Outline entries for images:
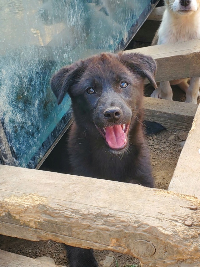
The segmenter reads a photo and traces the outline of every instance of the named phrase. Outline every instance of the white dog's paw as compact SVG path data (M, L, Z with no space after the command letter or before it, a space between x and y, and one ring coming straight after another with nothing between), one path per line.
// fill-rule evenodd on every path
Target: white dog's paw
M151 97L154 98L161 98L161 91L160 88L155 89L151 95Z

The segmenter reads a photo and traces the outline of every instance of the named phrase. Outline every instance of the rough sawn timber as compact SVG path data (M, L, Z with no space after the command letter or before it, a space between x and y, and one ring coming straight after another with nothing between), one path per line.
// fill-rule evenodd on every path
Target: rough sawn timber
M160 44L127 50L124 53L138 53L151 56L158 67L157 82L200 76L200 40Z
M0 267L59 267L24 256L0 250Z
M168 130L190 130L198 107L190 103L144 98L145 119L160 123Z
M0 234L127 253L148 267L197 267L200 218L190 196L0 165Z
M181 153L169 190L200 199L200 105ZM200 218L199 218L200 219Z

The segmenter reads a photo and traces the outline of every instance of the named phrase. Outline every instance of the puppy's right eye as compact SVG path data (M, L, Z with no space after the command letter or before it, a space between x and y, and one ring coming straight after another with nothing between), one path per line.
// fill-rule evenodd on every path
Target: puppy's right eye
M95 91L92 87L89 87L86 90L86 92L89 95L92 95L92 94L94 94Z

▶ _Goal_: Copy out every line above word for word, leaving out the pictures.

▶ _Final result_:
The segmenter reads a photo and traces the outline of every instance of the named phrase. Outline every instance of the white dog's paw as compact SVG path data (M, L, Z with no space after the command letter or before it, a space between x and y, and one ring coming straight after another with nothing between), one path per line.
// fill-rule evenodd on every path
Target: white dog's paw
M151 97L154 98L161 98L161 91L160 88L155 89L151 95Z

The segmenter reads a photo and traces the outline of every instance of the named phrase. Outline every instance of the rough sawn timber as compact SVG path data (M, L, Z with no space after the command letter or before it, a space between x and y, and one ring coming straight after another with nothing between), one path per line.
// fill-rule evenodd on every path
Target: rough sawn timber
M160 44L127 50L124 53L138 53L151 56L158 67L157 82L200 76L200 40Z
M0 267L59 267L24 256L0 250Z
M168 130L190 130L198 107L190 103L144 98L145 119L160 123Z
M0 234L127 253L148 267L197 267L200 218L190 196L0 165Z
M181 153L169 190L200 199L200 105ZM200 218L199 218L200 219Z

The segmenter reads a photo and traces the outline of every instance of the named phrase. Outline every instance of the puppy's right eye as compact SVG path data (M, L, Z with no space after the command letter or before it, a space between x and y, and one ring coming straight after another with nothing between), one path per line.
// fill-rule evenodd on every path
Target: puppy's right eye
M95 91L92 87L89 87L86 90L86 92L89 95L92 95L92 94L94 94Z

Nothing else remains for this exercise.